DATA FOR ANALYSIS

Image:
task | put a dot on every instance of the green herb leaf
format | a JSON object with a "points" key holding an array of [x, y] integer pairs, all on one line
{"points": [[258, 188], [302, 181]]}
* * *
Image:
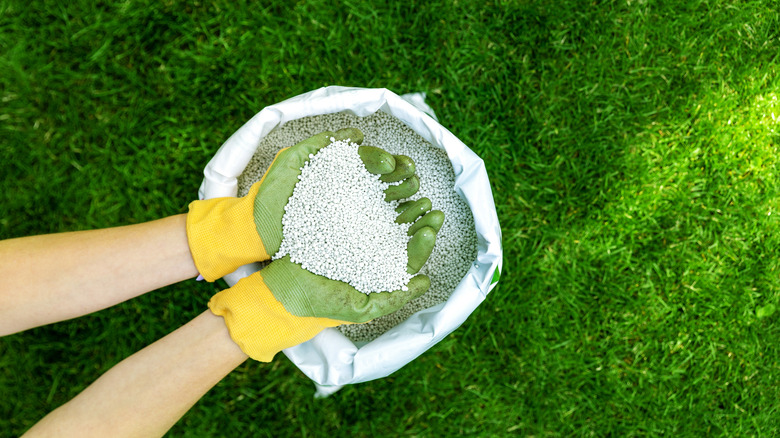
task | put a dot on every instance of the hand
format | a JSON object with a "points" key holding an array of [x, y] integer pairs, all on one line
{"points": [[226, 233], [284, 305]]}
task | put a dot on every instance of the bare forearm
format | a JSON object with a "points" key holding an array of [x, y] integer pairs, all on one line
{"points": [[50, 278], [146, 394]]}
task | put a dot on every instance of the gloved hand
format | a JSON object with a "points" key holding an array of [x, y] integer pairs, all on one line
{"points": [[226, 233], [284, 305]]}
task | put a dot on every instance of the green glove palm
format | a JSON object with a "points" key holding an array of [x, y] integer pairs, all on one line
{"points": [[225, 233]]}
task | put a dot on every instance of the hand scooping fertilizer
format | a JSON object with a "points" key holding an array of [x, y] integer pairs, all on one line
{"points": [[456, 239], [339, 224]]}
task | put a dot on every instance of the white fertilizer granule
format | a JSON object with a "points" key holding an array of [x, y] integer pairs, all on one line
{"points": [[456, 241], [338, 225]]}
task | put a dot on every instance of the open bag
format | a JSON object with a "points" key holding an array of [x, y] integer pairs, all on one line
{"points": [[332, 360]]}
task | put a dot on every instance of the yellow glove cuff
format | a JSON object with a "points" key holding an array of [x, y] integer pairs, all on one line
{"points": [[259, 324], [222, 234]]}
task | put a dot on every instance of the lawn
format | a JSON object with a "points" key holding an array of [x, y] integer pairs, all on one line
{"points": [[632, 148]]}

PROBLEM TO SOLVE
Copy out the lines of the data where the word "green" can be found.

YOUR SOLUTION
task | put a dot on every instance of the green herb leaf
task | put a dot on every instance of the green glove palm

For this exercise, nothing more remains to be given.